Task objective :: Exactly as they appear below, repeat the lines from the one with "Where can you spot the bank" through the one with "Where can you spot the green". Drop every picture.

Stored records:
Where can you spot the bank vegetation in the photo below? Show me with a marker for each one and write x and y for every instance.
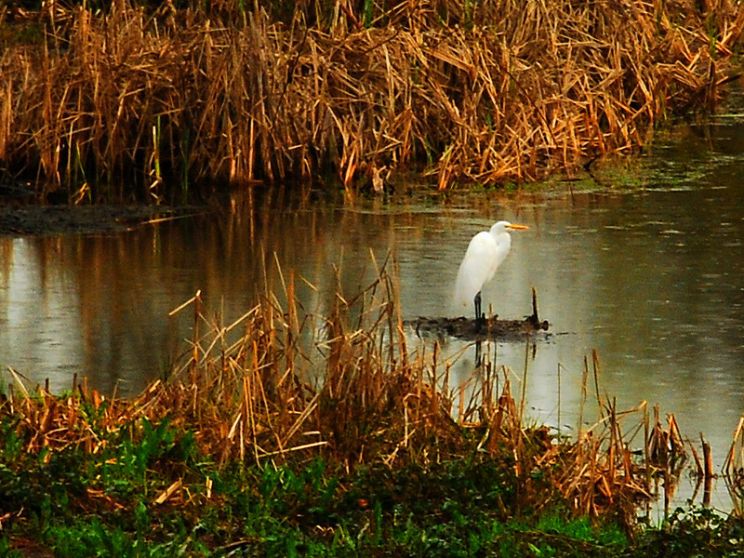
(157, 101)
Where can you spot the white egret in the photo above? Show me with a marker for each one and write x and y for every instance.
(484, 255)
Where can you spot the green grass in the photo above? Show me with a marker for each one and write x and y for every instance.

---

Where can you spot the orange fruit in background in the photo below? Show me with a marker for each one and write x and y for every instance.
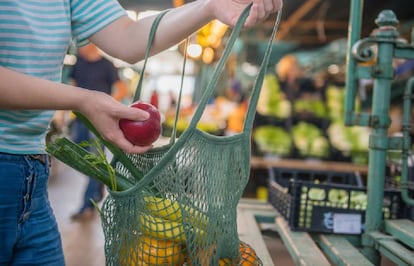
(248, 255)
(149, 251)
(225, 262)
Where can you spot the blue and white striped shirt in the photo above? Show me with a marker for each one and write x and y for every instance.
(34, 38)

Task result ::
Where can you spot the bank vegetation in the photo below? Show me with a marker for each one and write x and y for every instance.
(157, 101)
Where can you spot the white egret in the photo above? Show me with a marker for each one and write x and y for every instance.
(484, 255)
Where can you spot the green grass in the photo above? Show me with a marker for each one and write x and y for every instance.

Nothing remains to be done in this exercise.